::: Exercise materials
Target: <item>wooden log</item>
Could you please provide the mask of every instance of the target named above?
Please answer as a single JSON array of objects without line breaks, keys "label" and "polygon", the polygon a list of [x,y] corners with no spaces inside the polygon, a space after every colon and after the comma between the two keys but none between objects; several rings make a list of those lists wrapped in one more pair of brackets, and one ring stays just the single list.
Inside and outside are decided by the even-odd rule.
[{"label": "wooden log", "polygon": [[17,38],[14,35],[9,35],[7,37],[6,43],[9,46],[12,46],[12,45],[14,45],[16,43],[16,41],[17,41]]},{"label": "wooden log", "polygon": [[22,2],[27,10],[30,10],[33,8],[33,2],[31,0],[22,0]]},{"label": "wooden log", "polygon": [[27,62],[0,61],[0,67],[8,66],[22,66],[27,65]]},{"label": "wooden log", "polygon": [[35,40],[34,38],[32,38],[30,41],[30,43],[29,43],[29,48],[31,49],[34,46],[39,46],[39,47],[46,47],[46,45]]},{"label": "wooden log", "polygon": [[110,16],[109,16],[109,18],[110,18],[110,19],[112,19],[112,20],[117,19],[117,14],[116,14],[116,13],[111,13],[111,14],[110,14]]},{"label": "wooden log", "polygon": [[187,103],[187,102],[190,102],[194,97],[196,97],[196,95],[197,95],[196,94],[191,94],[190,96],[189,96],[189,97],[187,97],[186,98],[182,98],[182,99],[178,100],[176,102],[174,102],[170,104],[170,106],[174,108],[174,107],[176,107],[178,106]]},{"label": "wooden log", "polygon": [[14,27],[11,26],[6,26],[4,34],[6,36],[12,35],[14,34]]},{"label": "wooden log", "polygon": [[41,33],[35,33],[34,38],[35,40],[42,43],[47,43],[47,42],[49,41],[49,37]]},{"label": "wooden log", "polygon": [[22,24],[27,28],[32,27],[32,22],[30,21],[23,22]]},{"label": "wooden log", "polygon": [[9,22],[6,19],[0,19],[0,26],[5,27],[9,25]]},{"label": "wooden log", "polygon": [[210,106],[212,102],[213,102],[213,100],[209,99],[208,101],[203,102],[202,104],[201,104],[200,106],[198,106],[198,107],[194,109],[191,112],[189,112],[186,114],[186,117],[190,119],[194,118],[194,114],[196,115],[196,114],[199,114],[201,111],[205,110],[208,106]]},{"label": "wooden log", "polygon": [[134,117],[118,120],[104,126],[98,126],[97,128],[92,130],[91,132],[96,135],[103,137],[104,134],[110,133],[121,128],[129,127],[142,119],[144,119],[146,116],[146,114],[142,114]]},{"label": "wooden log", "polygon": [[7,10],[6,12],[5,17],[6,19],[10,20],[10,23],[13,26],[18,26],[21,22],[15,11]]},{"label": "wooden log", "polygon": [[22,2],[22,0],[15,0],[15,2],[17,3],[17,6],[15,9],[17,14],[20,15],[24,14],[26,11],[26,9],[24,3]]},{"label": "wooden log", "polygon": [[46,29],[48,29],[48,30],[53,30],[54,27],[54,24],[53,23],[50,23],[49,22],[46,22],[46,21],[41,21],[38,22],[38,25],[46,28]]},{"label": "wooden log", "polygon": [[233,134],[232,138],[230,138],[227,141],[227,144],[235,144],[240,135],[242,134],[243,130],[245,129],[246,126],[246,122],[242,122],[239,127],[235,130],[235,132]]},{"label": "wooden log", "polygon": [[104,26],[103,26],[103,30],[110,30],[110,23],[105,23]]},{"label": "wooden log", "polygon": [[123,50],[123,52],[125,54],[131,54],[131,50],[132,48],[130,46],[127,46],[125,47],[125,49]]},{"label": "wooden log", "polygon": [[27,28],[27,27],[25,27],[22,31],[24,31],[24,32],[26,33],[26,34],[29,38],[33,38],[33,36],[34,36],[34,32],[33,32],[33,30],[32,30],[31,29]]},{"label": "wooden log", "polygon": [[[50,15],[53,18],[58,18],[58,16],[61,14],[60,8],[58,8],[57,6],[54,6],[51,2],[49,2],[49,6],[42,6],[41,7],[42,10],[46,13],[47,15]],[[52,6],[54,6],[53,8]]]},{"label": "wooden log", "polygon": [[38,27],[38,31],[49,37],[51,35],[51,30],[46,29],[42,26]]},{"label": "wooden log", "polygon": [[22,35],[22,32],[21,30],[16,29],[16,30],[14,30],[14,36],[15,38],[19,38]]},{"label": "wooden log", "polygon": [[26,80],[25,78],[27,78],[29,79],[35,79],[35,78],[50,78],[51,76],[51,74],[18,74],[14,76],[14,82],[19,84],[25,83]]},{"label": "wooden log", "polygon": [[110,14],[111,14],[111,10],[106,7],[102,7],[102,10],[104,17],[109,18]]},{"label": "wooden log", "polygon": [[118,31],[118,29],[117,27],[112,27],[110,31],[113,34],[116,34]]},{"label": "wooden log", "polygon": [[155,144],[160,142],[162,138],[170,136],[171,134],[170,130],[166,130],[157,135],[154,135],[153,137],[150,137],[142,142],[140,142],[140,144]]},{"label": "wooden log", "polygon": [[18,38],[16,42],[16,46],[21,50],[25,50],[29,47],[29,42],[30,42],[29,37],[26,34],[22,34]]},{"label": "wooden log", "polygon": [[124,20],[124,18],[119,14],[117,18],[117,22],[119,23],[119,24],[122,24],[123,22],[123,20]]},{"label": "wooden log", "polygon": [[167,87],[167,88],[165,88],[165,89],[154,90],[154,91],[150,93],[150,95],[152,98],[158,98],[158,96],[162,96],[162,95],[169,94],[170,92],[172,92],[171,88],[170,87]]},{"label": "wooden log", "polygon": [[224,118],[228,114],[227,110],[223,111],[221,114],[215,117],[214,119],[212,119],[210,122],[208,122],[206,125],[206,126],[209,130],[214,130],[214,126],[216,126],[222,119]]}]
::::::
● **Exercise aim**
Write out every line of the records above as a numbered list, skipping any blank lines.

● **Finished task**
1. Target: <item>wooden log</item>
2. Could you please provide the mask of every instance of the target named above?
3. Please answer as a single JSON array of objects without line breaks, keys "label" and "polygon", the polygon a list of [x,y] corners with no spaces inside the polygon, a space after every colon and after the comma between the two keys but none between objects; several rings make a list of those lists wrapped in one more pair of brackets, and one ring stays just the single list.
4. Inside and outside are decided by the even-odd rule.
5. [{"label": "wooden log", "polygon": [[17,38],[14,35],[9,35],[7,37],[6,43],[9,46],[12,46],[12,45],[14,45],[16,43],[16,41],[17,41]]},{"label": "wooden log", "polygon": [[22,2],[27,10],[30,10],[33,8],[33,2],[31,0],[22,0]]},{"label": "wooden log", "polygon": [[27,62],[0,61],[0,67],[8,66],[22,66],[27,65]]},{"label": "wooden log", "polygon": [[35,40],[34,38],[32,38],[30,41],[30,43],[29,43],[29,48],[31,49],[34,46],[39,46],[39,47],[46,47],[46,45]]},{"label": "wooden log", "polygon": [[110,16],[109,16],[109,18],[110,18],[110,19],[112,19],[112,20],[117,19],[117,14],[116,14],[116,13],[111,13],[111,14],[110,14]]},{"label": "wooden log", "polygon": [[187,103],[187,102],[190,102],[194,97],[196,97],[196,95],[197,95],[196,94],[191,94],[190,96],[189,96],[189,97],[187,97],[186,98],[182,98],[182,99],[178,100],[176,102],[174,102],[170,104],[170,106],[174,108],[174,107],[176,107],[178,106]]},{"label": "wooden log", "polygon": [[14,27],[11,26],[6,26],[4,34],[6,36],[12,35],[14,34]]},{"label": "wooden log", "polygon": [[41,33],[35,33],[34,38],[35,40],[42,43],[47,43],[47,42],[49,41],[49,37]]},{"label": "wooden log", "polygon": [[22,24],[27,28],[32,27],[32,22],[30,21],[23,22]]},{"label": "wooden log", "polygon": [[9,22],[6,19],[0,19],[0,26],[5,27],[9,25]]},{"label": "wooden log", "polygon": [[210,106],[212,102],[213,102],[213,100],[209,99],[208,101],[203,102],[202,104],[201,104],[200,106],[198,106],[198,107],[194,109],[191,112],[189,112],[186,114],[186,117],[190,119],[194,118],[194,114],[196,115],[196,114],[199,114],[201,111],[205,110],[208,106]]},{"label": "wooden log", "polygon": [[134,117],[118,120],[104,126],[98,126],[97,128],[92,130],[91,132],[96,135],[103,137],[104,134],[110,133],[121,128],[129,127],[142,119],[144,119],[146,116],[146,114],[142,114]]},{"label": "wooden log", "polygon": [[7,10],[6,12],[5,17],[6,19],[10,20],[10,23],[13,26],[18,26],[21,22],[15,11]]},{"label": "wooden log", "polygon": [[22,2],[22,0],[15,0],[15,2],[17,3],[17,6],[15,9],[17,14],[20,15],[24,14],[26,11],[26,9],[24,3]]},{"label": "wooden log", "polygon": [[46,29],[48,29],[48,30],[53,30],[54,27],[54,24],[53,23],[50,23],[49,22],[46,22],[46,21],[41,21],[38,22],[38,25],[46,28]]},{"label": "wooden log", "polygon": [[233,134],[232,138],[230,138],[227,141],[227,144],[235,144],[240,135],[242,134],[243,130],[245,129],[246,126],[246,122],[242,122],[239,127],[235,130],[235,132]]},{"label": "wooden log", "polygon": [[104,26],[103,26],[103,30],[110,30],[110,23],[105,23]]},{"label": "wooden log", "polygon": [[123,50],[123,52],[125,54],[131,54],[131,50],[132,48],[130,46],[127,46],[125,47],[125,49]]},{"label": "wooden log", "polygon": [[27,28],[27,27],[25,27],[22,31],[24,31],[24,32],[26,33],[26,34],[29,38],[33,38],[33,36],[34,36],[34,32],[33,32],[33,30],[32,30],[31,29]]},{"label": "wooden log", "polygon": [[[50,15],[53,18],[58,18],[58,16],[61,14],[60,8],[58,8],[57,6],[54,6],[51,2],[49,2],[49,6],[42,6],[41,7],[42,10],[46,13],[47,15]],[[52,6],[54,6],[53,8]]]},{"label": "wooden log", "polygon": [[38,27],[38,31],[49,37],[51,35],[51,30],[46,29],[42,26]]},{"label": "wooden log", "polygon": [[22,35],[22,32],[21,30],[16,29],[16,30],[14,30],[14,36],[15,38],[19,38]]},{"label": "wooden log", "polygon": [[26,80],[25,78],[27,78],[29,79],[35,79],[35,78],[50,78],[51,76],[51,74],[18,74],[14,76],[14,82],[19,84],[25,83]]},{"label": "wooden log", "polygon": [[110,14],[111,14],[111,10],[106,7],[102,7],[102,10],[104,17],[109,18]]},{"label": "wooden log", "polygon": [[118,31],[118,29],[117,27],[112,27],[110,31],[113,34],[116,34]]},{"label": "wooden log", "polygon": [[155,144],[160,142],[162,138],[170,136],[171,134],[170,130],[166,130],[157,135],[154,135],[153,137],[150,137],[142,142],[140,142],[140,144]]},{"label": "wooden log", "polygon": [[18,38],[16,42],[16,46],[21,50],[25,50],[29,47],[29,42],[30,42],[29,37],[26,34],[22,34]]},{"label": "wooden log", "polygon": [[124,20],[124,18],[119,14],[117,18],[117,22],[119,23],[119,24],[122,24],[123,22],[123,20]]},{"label": "wooden log", "polygon": [[167,87],[167,88],[165,88],[165,89],[154,90],[154,91],[150,93],[150,95],[152,98],[158,98],[158,96],[162,96],[162,95],[169,94],[170,92],[172,92],[171,88],[170,87]]},{"label": "wooden log", "polygon": [[224,118],[228,114],[227,110],[223,111],[221,114],[215,117],[214,119],[212,119],[210,122],[208,122],[206,125],[206,126],[209,130],[214,130],[214,126],[216,126],[222,119]]}]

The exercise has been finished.